Format every one of the records below as a numbered list, one line per item, and drop any blank lines. Leave the pictures out of your answer.
===== Record excerpts =====
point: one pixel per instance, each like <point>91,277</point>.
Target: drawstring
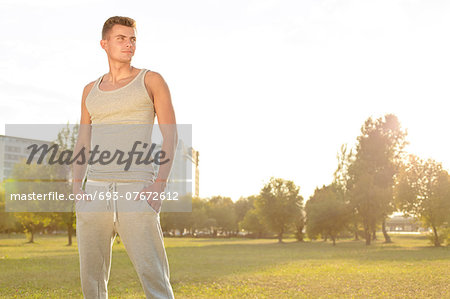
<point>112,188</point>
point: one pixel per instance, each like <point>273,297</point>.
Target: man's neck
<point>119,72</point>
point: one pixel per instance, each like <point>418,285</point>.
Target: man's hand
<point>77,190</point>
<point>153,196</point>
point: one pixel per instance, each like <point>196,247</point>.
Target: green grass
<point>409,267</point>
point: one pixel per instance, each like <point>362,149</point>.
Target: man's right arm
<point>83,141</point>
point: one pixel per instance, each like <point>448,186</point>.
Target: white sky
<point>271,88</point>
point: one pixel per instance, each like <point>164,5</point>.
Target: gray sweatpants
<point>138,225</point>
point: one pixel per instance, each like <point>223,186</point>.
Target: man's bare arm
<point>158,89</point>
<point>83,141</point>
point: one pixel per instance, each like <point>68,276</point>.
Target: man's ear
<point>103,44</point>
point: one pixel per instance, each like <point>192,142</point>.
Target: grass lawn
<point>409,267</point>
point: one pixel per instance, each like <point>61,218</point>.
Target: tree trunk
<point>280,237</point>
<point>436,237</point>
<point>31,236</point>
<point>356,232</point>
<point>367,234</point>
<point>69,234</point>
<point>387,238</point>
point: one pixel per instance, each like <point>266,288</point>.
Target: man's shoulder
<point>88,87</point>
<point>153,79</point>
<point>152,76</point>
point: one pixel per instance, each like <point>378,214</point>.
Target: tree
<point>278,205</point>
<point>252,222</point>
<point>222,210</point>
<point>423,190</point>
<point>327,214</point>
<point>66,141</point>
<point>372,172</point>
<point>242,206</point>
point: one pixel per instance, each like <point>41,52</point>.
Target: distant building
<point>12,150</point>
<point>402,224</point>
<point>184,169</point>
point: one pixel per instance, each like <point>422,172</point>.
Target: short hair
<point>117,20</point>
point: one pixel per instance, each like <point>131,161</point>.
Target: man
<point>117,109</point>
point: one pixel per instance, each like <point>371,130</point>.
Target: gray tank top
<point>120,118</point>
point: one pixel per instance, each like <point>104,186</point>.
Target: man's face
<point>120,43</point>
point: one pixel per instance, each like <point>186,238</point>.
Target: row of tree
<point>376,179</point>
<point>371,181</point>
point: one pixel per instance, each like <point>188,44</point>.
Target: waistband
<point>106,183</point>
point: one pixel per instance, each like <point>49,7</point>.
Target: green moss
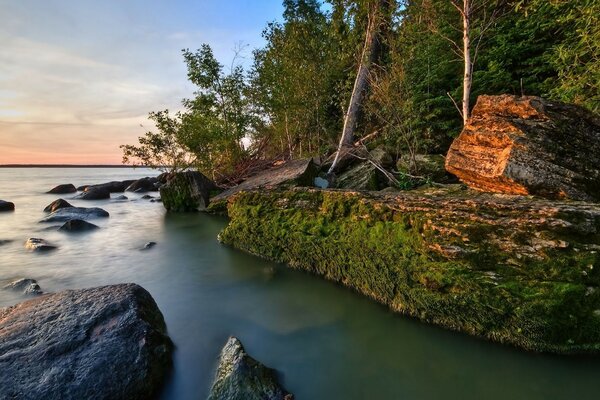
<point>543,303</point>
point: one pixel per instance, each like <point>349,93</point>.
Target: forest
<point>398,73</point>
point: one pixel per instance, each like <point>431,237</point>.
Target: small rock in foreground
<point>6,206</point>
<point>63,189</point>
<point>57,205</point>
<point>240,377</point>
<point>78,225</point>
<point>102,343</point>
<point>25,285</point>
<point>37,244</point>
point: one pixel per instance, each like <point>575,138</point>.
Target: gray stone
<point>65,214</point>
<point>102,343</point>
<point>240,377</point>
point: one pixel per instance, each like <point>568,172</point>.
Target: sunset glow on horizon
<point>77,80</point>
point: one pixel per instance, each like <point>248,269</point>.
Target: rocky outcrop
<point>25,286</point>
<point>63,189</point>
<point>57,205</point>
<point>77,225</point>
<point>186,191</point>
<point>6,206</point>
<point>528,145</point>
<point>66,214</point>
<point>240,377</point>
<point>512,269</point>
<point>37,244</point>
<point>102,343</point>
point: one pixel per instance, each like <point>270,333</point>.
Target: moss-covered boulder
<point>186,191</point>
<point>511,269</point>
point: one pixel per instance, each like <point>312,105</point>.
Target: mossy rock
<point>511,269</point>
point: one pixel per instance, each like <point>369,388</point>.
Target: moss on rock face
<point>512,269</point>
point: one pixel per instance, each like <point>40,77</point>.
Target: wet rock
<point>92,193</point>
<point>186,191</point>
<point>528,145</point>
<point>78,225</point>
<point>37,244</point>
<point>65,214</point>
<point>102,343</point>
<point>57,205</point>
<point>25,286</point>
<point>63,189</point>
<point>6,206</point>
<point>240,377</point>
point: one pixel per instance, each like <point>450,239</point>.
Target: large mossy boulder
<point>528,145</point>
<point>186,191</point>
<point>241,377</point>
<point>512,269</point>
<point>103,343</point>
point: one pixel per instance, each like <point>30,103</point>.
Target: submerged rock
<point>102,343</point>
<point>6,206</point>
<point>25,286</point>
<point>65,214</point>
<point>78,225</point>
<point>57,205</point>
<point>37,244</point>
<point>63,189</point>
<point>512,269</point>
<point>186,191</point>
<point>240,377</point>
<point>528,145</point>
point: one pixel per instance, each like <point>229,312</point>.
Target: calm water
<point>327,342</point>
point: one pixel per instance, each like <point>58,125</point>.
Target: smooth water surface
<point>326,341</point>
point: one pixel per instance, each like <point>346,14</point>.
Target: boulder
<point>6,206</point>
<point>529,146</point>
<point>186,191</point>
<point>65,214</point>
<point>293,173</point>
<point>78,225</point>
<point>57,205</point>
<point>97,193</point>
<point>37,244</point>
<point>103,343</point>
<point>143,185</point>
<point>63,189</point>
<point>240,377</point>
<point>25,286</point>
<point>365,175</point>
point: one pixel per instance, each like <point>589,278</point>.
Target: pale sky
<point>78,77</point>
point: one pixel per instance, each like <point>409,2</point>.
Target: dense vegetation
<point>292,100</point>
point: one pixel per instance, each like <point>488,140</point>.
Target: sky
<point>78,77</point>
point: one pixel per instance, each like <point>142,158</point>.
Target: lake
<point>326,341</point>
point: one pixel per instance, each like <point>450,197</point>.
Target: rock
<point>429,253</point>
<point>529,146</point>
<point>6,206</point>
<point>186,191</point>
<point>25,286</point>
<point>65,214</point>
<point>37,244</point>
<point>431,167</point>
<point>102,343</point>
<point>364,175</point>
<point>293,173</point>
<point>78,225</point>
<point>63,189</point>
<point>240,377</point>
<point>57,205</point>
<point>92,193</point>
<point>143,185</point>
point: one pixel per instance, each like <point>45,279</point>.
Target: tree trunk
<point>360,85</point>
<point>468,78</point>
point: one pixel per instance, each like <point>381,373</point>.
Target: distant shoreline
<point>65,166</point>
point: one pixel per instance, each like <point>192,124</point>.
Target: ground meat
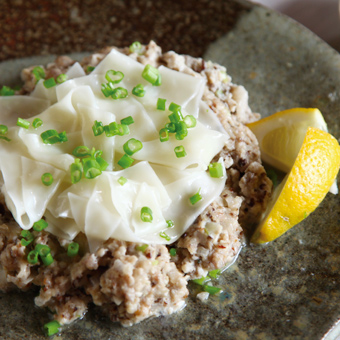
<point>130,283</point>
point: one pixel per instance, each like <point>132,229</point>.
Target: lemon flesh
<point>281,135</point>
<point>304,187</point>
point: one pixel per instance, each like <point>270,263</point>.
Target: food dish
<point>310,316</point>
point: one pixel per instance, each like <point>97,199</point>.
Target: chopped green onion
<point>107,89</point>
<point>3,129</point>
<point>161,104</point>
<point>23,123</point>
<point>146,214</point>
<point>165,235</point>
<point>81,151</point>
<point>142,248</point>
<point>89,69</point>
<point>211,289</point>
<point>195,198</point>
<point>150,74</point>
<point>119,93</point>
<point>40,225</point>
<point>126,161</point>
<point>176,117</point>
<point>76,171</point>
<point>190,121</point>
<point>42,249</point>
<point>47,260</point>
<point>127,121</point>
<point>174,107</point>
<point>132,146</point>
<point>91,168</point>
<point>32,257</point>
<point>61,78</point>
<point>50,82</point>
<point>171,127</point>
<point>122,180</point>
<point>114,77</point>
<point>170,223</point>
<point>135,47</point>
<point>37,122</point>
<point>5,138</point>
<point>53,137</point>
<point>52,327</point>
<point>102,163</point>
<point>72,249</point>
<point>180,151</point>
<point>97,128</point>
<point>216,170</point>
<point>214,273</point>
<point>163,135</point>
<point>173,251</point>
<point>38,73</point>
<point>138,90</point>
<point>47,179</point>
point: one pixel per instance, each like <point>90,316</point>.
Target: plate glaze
=====
• _Response to the exercise_
1. point: one pixel per instance, each like <point>91,277</point>.
2. Target: drawstring
3. <point>112,188</point>
4. point: one pixel per instance, each like <point>273,297</point>.
5. Target: man's neck
6. <point>119,72</point>
7. point: one pixel per instance, each like <point>418,285</point>.
8. Target: man's hand
9. <point>77,190</point>
10. <point>153,196</point>
11. point: one pixel per instance, each like <point>196,247</point>.
12. Target: green grass
13. <point>409,267</point>
14. point: one pixel per instance, each like <point>362,149</point>.
15. Target: man's right arm
16. <point>83,141</point>
17. point: one pixel per instance, each like <point>448,186</point>.
18. Target: white sky
19. <point>271,88</point>
20. point: one pixel per instance, each like <point>164,5</point>.
21. Target: gray sweatpants
22. <point>138,225</point>
23. point: one pixel per instance, each like <point>223,186</point>.
24. Target: man's bare arm
25. <point>158,89</point>
26. <point>83,141</point>
27. point: one pixel per instance, each like <point>68,276</point>.
28. Target: man's ear
29. <point>103,44</point>
30. point: one pixel per instance, each like <point>192,142</point>.
31. Target: grass lawn
32. <point>409,267</point>
33. point: one pixel per instance, each like <point>61,218</point>.
34. Target: tree trunk
35. <point>280,237</point>
36. <point>436,237</point>
37. <point>31,236</point>
38. <point>356,232</point>
39. <point>367,234</point>
40. <point>69,234</point>
41. <point>387,238</point>
42. point: one pixel per instance, each like <point>266,288</point>.
43. Target: man's shoulder
44. <point>88,87</point>
45. <point>153,79</point>
46. <point>152,76</point>
47. point: one pixel per instance, each like <point>378,214</point>.
48. Target: tree
49. <point>278,205</point>
50. <point>252,222</point>
51. <point>222,210</point>
52. <point>423,190</point>
53. <point>327,214</point>
54. <point>66,141</point>
55. <point>372,172</point>
56. <point>242,206</point>
57. point: one pixel per instance, each like <point>41,52</point>.
58. Target: distant building
59. <point>12,150</point>
60. <point>402,224</point>
61. <point>184,169</point>
62. point: one pixel per instance, each like <point>422,172</point>.
63. Target: short hair
64. <point>117,20</point>
65. point: one pixel per instance, each like <point>131,161</point>.
66. Target: man
67. <point>117,109</point>
68. point: one pixel per instance, each like <point>371,130</point>.
69. Target: gray tank top
70. <point>120,118</point>
71. point: one pixel per instance, each like <point>104,186</point>.
72. Target: man's face
73. <point>120,43</point>
74. point: one pixel per instance, each like <point>186,238</point>.
75. Target: row of tree
76. <point>376,179</point>
77. <point>371,181</point>
78. point: one pixel per instance, each like <point>188,44</point>.
79. Target: waistband
80. <point>106,183</point>
81. point: one pixel per instance, each like <point>49,7</point>.
82. Target: green moss
83. <point>543,303</point>
84. point: one pixel per instance, each like <point>349,93</point>.
85. Target: forest
86. <point>398,73</point>
87. point: one pixel per instance, each like <point>431,237</point>.
88. Target: small rock in foreground
89. <point>6,206</point>
90. <point>63,189</point>
91. <point>57,205</point>
92. <point>240,377</point>
93. <point>78,225</point>
94. <point>102,343</point>
95. <point>25,285</point>
96. <point>37,244</point>
97. point: one pixel per instance, each like <point>575,138</point>.
98. Target: gray stone
99. <point>65,214</point>
100. <point>102,343</point>
101. <point>240,377</point>
102. point: one pixel per instance, each like <point>568,172</point>.
103. Target: sunset glow on horizon
104. <point>77,80</point>
105. point: one pixel per instance, each like <point>248,269</point>.
106. Target: rocky outcrop
107. <point>25,286</point>
108. <point>63,189</point>
109. <point>57,205</point>
110. <point>77,225</point>
111. <point>186,191</point>
112. <point>6,206</point>
113. <point>528,145</point>
114. <point>66,214</point>
115. <point>240,377</point>
116. <point>512,269</point>
117. <point>37,244</point>
118. <point>102,343</point>
119. point: one pixel per instance, each like <point>270,333</point>.
120. Target: moss-covered boulder
121. <point>186,191</point>
122. <point>511,269</point>
123. point: one pixel per instance, each like <point>312,105</point>.
124. Target: mossy rock
125. <point>511,269</point>
126. point: one pixel per instance, each like <point>369,388</point>.
127. Target: moss on rock face
128. <point>512,269</point>
129. point: one pixel per instance, each like <point>40,77</point>.
130. Target: wet rock
131. <point>92,193</point>
132. <point>186,191</point>
133. <point>528,145</point>
134. <point>78,225</point>
135. <point>37,244</point>
136. <point>65,214</point>
137. <point>102,343</point>
138. <point>57,205</point>
139. <point>25,286</point>
140. <point>63,189</point>
141. <point>6,206</point>
142. <point>240,377</point>
143. point: one pixel per instance, each like <point>450,239</point>.
144. Target: large mossy boulder
145. <point>528,145</point>
146. <point>186,191</point>
147. <point>241,377</point>
148. <point>512,269</point>
149. <point>103,343</point>
150. point: one pixel per instance, each like <point>30,103</point>.
151. Target: submerged rock
152. <point>102,343</point>
153. <point>6,206</point>
154. <point>25,286</point>
155. <point>65,214</point>
156. <point>78,225</point>
157. <point>57,205</point>
158. <point>37,244</point>
159. <point>63,189</point>
160. <point>512,269</point>
161. <point>186,191</point>
162. <point>240,377</point>
163. <point>528,145</point>
164. point: one pixel per instance, each like <point>229,312</point>.
165. Target: calm water
166. <point>327,342</point>
167. point: one pixel per instance, each like <point>58,125</point>.
168. Target: smooth water surface
169. <point>326,341</point>
170. point: one pixel per instance, each like <point>346,14</point>.
171. Target: boulder
172. <point>6,206</point>
173. <point>529,146</point>
174. <point>186,191</point>
175. <point>65,214</point>
176. <point>293,173</point>
177. <point>78,225</point>
178. <point>57,205</point>
179. <point>97,193</point>
180. <point>37,244</point>
181. <point>103,343</point>
182. <point>143,185</point>
183. <point>63,189</point>
184. <point>240,377</point>
185. <point>25,286</point>
186. <point>365,175</point>
187. point: one pixel per instance, each like <point>589,278</point>.
188. Target: pale sky
189. <point>78,77</point>
190. point: one pixel per instance, each like <point>409,2</point>.
191. Target: dense vegetation
192. <point>292,100</point>
193. point: one pixel per instance, each like <point>488,140</point>.
194. Target: sky
195. <point>78,77</point>
196. point: one pixel per instance, each like <point>142,158</point>.
197. Target: lake
198. <point>326,341</point>
199. point: one pixel per instance, each like <point>450,197</point>.
200. Target: rock
201. <point>429,253</point>
202. <point>529,146</point>
203. <point>6,206</point>
204. <point>186,191</point>
205. <point>25,286</point>
206. <point>65,214</point>
207. <point>37,244</point>
208. <point>431,167</point>
209. <point>102,343</point>
210. <point>364,175</point>
211. <point>293,173</point>
212. <point>78,225</point>
213. <point>63,189</point>
214. <point>240,377</point>
215. <point>57,205</point>
216. <point>92,193</point>
217. <point>143,185</point>
218. point: one pixel per instance, each like <point>45,279</point>.
219. Target: tree trunk
220. <point>360,85</point>
221. <point>468,78</point>
222. point: one pixel per instance, each like <point>381,373</point>.
223. Target: distant shoreline
224. <point>65,166</point>
225. point: one pixel per instance, each like <point>192,124</point>.
226. Target: ground meat
227. <point>130,283</point>
228. point: one pixel per instance, each like <point>132,229</point>.
229. Target: lemon flesh
230. <point>281,135</point>
231. <point>304,187</point>
232. point: one pixel per instance, each like <point>270,263</point>.
233. Target: food dish
234. <point>310,316</point>
235. point: one pixel per instance, each like <point>97,199</point>.
236. Target: chopped green onion
237. <point>107,89</point>
238. <point>3,129</point>
239. <point>161,104</point>
240. <point>23,123</point>
241. <point>146,214</point>
242. <point>165,235</point>
243. <point>81,151</point>
244. <point>142,248</point>
245. <point>89,69</point>
246. <point>211,289</point>
247. <point>195,198</point>
248. <point>150,74</point>
249. <point>119,93</point>
250. <point>40,225</point>
251. <point>126,161</point>
252. <point>176,117</point>
253. <point>76,171</point>
254. <point>190,121</point>
255. <point>42,249</point>
256. <point>47,260</point>
257. <point>127,121</point>
258. <point>174,107</point>
259. <point>132,146</point>
260. <point>91,168</point>
261. <point>32,257</point>
262. <point>61,78</point>
263. <point>50,82</point>
264. <point>171,127</point>
265. <point>122,180</point>
266. <point>114,77</point>
267. <point>170,223</point>
268. <point>135,47</point>
269. <point>37,122</point>
270. <point>5,138</point>
271. <point>53,137</point>
272. <point>52,327</point>
273. <point>102,163</point>
274. <point>72,249</point>
275. <point>180,151</point>
276. <point>97,128</point>
277. <point>216,170</point>
278. <point>214,273</point>
279. <point>163,135</point>
280. <point>173,251</point>
281. <point>38,73</point>
282. <point>138,90</point>
283. <point>47,179</point>
284. point: one pixel per instance, each like <point>90,316</point>.
285. Target: plate glaze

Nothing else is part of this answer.